If compiling your own kernel holds no fear then you can do something 
like this using aufs.  In fact I use this to generate our embedded modules.

- Mount some writeable filesystem over the top of your read-only system 
and it effectively holds only the changes you make to your read-only system

- Rather than copying stuff out of a live system, simply build a new 
system using the saved packages. Caveat that some ordering might be 
necessary with the system level packages and also you may need to 
pretend you have some packages installed since they are already provided 
by busybox.

So move it to the gentoo list, but it's pretty simple to do something 
like "ROOT=blah -vk emerge stuff". Keep a package cache and now the -k 
means you use the packages to rebuild quickly. Probably take you an hour 
or two to get the minimal set of packages correct, but with squashfs you 
can have a full gentoo build (openrc, even udev, etc) in a couple of MB

I then mount that dir somewhere, mount an aufs over the top, emerge 
further packages and keep that incremental build as a seperate module.

◇ ◇ ◇ ◇ ◇

## WRITTEN PROBLEM 1
Copy the passage of the note on building systems with aufs from "- Rather than" to "by busybox.", word for word.

Rows from a segmentation dataset:
◇ ◇ ◇ ◇ ◇

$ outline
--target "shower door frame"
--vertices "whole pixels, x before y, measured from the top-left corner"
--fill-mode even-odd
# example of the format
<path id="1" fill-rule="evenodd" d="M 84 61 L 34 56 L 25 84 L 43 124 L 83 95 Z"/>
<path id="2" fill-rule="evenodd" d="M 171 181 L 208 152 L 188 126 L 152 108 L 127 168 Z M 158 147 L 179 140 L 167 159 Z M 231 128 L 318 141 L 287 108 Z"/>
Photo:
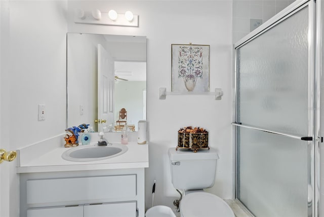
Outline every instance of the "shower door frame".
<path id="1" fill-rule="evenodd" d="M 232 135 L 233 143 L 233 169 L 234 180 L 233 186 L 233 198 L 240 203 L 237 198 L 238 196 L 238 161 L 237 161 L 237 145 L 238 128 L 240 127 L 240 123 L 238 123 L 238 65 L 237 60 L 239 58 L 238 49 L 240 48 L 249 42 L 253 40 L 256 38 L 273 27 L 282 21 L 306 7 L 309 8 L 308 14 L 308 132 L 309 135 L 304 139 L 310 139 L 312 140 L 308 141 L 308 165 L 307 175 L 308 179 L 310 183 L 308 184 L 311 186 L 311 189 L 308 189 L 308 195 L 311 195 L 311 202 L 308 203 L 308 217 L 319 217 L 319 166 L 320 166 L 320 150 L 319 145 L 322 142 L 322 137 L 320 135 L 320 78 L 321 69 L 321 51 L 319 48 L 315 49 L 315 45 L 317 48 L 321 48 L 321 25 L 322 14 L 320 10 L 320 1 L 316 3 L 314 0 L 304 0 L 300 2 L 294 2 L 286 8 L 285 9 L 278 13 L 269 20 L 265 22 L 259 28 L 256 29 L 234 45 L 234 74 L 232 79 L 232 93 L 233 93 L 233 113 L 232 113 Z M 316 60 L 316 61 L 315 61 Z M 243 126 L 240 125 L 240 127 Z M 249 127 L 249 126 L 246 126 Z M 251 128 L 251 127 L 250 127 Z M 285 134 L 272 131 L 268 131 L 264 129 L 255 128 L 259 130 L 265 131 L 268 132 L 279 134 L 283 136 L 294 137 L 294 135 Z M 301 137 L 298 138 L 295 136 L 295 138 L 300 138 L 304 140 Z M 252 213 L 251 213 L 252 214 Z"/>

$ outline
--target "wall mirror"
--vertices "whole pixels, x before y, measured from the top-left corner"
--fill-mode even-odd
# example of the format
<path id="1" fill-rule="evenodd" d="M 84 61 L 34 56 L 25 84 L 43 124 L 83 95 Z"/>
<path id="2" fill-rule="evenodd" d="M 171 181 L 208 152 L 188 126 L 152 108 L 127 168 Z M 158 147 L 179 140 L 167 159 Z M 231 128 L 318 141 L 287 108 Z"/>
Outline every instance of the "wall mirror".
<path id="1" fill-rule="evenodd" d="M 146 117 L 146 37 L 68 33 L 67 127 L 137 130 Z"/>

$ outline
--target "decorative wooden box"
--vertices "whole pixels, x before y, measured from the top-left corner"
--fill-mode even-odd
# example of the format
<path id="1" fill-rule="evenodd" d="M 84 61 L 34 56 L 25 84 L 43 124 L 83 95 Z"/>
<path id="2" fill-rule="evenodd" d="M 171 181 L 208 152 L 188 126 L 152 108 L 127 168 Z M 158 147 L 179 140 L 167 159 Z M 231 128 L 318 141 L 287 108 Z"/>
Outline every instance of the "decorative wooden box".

◇ ◇ ◇ ◇ ◇

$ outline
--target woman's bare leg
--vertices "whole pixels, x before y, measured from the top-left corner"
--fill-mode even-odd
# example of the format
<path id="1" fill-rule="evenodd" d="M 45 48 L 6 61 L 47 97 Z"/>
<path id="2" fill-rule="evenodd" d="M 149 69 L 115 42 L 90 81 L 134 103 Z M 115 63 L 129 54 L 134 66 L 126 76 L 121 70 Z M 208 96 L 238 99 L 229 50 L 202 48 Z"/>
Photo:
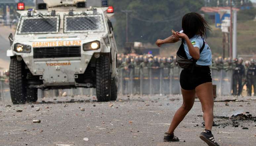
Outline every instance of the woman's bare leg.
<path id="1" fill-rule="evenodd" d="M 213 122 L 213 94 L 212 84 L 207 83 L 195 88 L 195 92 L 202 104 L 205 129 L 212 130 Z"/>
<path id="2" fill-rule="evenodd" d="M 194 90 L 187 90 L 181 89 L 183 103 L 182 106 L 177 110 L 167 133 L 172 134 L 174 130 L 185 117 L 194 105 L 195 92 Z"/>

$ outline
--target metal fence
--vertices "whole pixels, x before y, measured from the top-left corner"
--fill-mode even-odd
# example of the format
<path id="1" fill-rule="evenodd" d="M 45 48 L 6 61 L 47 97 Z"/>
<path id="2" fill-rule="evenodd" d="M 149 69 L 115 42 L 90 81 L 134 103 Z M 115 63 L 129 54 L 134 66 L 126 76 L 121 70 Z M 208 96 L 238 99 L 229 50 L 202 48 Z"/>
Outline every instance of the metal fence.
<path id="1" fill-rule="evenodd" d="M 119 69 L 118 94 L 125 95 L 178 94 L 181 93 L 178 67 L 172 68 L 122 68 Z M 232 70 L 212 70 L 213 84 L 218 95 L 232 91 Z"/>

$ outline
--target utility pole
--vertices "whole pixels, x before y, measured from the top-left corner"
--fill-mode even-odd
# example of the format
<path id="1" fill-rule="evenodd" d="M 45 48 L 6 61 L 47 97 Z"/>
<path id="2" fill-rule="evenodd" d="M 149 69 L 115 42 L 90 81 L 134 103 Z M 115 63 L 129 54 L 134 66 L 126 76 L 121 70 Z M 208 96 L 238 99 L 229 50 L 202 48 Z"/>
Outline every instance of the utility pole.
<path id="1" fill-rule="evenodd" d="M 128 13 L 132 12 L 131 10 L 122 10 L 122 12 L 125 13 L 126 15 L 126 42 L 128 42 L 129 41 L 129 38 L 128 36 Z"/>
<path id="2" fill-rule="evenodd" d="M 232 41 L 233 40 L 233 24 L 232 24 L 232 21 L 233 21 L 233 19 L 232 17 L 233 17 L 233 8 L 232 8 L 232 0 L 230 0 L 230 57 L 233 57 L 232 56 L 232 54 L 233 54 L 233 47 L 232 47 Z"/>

◇ ◇ ◇ ◇ ◇

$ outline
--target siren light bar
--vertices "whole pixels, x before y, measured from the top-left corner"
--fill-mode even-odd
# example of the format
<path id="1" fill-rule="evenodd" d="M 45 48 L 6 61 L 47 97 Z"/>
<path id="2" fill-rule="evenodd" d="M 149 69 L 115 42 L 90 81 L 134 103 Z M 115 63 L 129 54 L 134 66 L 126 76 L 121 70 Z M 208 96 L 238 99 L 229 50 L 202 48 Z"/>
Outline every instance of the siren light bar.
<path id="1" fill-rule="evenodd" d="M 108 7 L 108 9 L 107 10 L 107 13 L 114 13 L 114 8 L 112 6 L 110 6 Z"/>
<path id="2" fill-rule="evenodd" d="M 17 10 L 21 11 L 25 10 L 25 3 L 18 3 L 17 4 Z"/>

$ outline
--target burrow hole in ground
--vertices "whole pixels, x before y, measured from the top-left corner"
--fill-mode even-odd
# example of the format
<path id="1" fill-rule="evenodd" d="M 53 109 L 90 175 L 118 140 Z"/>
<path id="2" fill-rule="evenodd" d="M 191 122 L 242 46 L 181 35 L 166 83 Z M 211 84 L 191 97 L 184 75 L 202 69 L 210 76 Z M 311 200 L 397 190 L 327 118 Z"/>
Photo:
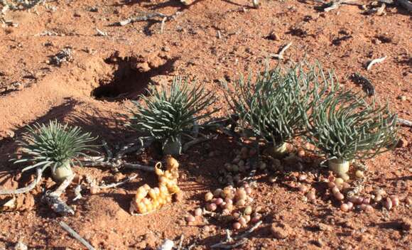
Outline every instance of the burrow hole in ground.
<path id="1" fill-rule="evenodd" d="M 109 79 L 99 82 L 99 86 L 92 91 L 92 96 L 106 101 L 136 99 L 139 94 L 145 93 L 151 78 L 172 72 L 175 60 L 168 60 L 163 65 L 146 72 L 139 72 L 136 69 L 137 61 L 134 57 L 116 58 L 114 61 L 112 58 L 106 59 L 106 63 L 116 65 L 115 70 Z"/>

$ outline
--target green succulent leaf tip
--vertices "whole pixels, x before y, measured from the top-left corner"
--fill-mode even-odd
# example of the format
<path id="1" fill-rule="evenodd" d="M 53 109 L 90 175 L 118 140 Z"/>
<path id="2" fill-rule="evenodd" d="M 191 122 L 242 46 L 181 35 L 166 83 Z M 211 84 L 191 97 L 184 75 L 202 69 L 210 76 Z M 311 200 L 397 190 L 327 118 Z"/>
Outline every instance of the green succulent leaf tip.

◇ ◇ ◇ ◇ ◇

## WRITTEN PROBLEM 2
Locate every line in the records that contains the string "mirror", matching case, and copy each of those lines.

## FULL RESPONSE 1
- Rather than copying stuff out of a live system, simply build a new 
system using the saved packages. Caveat that some ordering might be 
necessary with the system level packages and also you may need to 
pretend you have some packages installed since they are already provided 
by busybox.

## FULL RESPONSE 2
--target "wall mirror"
Outline every instance of the "wall mirror".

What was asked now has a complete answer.